# [EXERCISE PROMPT]
Can you rewrite the rows between the one containing "the deer ear" and the last row, inclusive, with the requests kept and every point coordinate in the answers shifted up by 75?

#### MATERIAL SUPPLIED

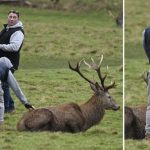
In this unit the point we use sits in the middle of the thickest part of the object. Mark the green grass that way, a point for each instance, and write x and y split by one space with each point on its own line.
53 38
137 18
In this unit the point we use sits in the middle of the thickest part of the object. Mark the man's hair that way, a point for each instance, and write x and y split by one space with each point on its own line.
14 11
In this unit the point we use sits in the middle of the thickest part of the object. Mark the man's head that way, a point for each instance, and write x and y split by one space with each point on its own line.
13 17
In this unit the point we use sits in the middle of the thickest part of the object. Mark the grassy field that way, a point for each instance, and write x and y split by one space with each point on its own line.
53 38
137 18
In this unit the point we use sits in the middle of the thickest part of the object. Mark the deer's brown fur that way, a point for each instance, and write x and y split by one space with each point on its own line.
72 117
135 120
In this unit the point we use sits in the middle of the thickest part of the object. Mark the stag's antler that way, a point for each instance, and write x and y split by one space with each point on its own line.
97 69
77 69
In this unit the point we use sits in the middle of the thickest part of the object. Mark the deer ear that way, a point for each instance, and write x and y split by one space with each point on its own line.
95 87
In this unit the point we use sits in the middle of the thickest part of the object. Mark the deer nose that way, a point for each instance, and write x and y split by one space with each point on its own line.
116 108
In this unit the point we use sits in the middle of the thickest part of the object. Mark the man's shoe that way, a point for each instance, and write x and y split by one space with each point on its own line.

########

# [SOLVED PROBLEM]
In this unit the point we use sits in the middle of the thickest part of the object. Mark the deer ear that way, a point for each instance, and write x and y split by one space with each point on its own line.
170 162
In this unit the point we use sits in the middle of the thickest part of the object. Mark the deer nose that way, a point for each instance, and write x and y split by one space with each point on its own line.
191 183
In this unit the point we use sits in the middle of the thickest part of the object. Mark the man's shoe that way, a point for each instance, and write x and y split by one space with each point on its own line.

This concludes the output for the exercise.